··· SUPPLIED ENTRIES ···

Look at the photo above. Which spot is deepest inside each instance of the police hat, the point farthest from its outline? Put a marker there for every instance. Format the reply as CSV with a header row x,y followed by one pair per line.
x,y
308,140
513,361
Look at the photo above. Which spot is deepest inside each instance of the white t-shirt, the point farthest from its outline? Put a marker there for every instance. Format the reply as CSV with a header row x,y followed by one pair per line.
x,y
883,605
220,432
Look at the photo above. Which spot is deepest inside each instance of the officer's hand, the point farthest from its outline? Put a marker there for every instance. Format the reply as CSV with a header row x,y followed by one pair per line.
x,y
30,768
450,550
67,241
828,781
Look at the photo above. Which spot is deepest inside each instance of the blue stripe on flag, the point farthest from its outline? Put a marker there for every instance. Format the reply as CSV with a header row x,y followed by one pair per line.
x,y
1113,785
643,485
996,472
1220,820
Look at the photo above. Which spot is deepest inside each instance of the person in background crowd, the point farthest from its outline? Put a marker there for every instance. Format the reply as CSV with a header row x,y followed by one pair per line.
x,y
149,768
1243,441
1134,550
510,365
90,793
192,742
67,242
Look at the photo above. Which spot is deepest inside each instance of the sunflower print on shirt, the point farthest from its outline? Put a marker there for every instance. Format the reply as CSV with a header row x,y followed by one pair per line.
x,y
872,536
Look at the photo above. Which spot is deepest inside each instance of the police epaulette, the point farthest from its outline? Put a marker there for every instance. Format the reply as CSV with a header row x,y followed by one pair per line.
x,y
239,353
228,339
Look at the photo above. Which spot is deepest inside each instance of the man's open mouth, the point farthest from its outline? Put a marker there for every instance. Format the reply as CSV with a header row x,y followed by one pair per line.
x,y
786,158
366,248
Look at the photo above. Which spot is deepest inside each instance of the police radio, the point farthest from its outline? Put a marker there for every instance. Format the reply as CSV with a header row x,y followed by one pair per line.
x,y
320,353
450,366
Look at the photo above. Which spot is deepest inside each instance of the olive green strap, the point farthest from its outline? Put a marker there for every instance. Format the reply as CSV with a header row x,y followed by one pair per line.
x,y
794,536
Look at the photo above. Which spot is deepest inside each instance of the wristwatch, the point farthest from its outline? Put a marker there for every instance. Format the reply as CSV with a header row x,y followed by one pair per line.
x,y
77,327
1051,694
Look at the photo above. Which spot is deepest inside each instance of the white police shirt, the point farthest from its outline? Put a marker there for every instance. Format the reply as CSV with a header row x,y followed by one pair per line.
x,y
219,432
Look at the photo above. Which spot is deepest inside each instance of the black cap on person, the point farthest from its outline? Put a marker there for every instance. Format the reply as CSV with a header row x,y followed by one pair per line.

···
··· SUPPLIED ENTRIES ···

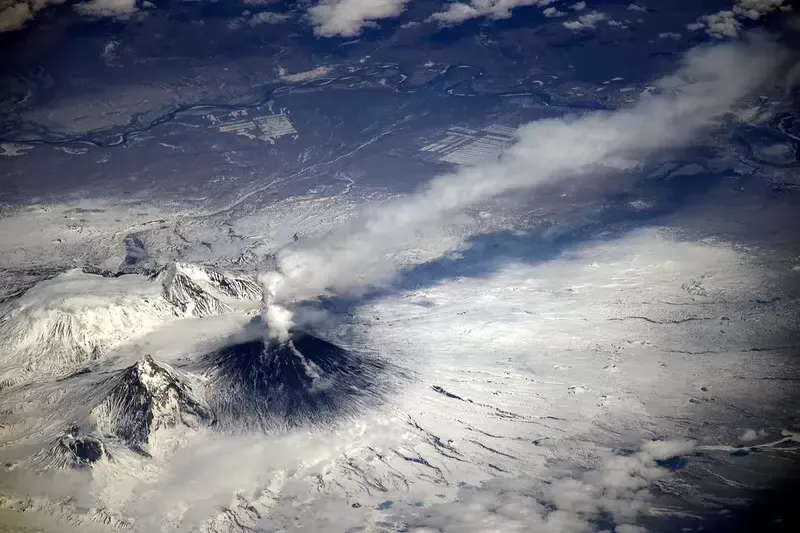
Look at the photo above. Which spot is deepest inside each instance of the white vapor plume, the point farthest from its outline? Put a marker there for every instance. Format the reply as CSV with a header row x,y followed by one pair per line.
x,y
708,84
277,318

···

• [DIRECTIONS FOR THIS TASK] Please list, copied in full, every line of the items above that contains the word "person". Case counts.

• [TASK RESPONSE]
Look at the photo above. Which spot is deepest inside each instance of the person in background crowd, the point farthest from its outline? Put a marker there for every instance. Format the reply as CSV with a header row x,y followed by one pair per line.
Look at the photo above. Which spot is deepest inside each instance of the black cap on person, the point farthest from its outline? Put a marker there for every instance. Format the reply as CSV with a header row x,y followed by one pair per line.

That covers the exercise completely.